• _The input_:

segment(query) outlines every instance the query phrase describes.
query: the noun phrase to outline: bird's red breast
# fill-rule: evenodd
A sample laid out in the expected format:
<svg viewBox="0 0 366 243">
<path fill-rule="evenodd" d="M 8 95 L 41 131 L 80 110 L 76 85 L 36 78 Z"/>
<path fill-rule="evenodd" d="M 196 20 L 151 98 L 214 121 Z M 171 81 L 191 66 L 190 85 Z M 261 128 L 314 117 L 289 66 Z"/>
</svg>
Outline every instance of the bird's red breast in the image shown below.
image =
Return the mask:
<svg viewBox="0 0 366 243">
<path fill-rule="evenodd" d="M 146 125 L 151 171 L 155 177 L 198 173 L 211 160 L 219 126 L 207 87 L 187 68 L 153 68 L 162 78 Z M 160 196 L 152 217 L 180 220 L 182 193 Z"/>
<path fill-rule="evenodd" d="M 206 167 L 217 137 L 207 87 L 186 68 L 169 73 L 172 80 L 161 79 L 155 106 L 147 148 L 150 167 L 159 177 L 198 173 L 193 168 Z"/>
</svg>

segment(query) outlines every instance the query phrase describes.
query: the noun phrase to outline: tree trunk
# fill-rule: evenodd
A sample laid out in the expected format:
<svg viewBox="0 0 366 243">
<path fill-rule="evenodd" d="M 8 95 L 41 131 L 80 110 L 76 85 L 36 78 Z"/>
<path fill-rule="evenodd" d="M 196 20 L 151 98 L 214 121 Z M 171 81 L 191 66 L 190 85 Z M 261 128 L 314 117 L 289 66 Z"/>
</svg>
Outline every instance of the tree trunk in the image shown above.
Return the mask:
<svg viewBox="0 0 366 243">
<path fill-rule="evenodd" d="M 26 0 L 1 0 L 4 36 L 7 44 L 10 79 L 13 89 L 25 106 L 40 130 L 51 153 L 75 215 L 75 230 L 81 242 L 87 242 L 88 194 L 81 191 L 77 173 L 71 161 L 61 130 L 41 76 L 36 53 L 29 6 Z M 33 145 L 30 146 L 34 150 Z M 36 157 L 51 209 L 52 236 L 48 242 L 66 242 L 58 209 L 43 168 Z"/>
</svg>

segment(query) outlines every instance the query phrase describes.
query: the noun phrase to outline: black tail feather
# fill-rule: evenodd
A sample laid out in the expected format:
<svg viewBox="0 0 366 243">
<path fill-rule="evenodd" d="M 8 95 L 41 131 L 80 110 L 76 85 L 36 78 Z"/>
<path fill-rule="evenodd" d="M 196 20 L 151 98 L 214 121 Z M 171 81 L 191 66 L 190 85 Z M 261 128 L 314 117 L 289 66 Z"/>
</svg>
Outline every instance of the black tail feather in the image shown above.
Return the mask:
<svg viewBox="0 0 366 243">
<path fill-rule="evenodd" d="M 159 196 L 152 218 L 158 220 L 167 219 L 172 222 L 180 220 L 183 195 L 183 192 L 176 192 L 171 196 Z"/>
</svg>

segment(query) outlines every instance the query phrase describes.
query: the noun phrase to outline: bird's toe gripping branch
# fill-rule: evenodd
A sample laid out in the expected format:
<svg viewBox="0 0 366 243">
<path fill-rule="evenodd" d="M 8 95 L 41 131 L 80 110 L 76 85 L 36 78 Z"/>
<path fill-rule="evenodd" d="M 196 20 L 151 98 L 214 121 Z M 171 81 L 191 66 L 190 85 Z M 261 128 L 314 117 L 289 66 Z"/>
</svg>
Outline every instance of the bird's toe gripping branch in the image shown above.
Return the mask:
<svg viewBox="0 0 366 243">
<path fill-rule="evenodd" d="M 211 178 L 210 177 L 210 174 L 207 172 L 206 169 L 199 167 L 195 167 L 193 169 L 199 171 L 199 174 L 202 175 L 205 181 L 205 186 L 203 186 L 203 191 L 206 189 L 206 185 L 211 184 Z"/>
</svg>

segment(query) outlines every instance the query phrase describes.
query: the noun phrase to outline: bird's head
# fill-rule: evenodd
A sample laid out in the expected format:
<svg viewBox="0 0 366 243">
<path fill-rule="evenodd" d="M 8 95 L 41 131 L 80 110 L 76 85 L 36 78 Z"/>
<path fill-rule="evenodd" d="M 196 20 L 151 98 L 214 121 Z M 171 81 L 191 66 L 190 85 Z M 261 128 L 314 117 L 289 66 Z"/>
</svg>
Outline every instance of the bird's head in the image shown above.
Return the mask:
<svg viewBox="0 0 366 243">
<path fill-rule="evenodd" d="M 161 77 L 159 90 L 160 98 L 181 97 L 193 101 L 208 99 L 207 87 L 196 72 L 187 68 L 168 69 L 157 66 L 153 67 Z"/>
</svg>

• _Stated exercise_: List each line above that contains the word "noun". A match must have the same capitalization.

• _Solution to this exercise_:
query: the noun phrase to outline: bird's red breast
query: the noun phrase to outline: tree trunk
query: the noun phrase to outline: black tail feather
query: the noun phrase to outline: bird's toe gripping branch
query: the noun phrase to outline: bird's head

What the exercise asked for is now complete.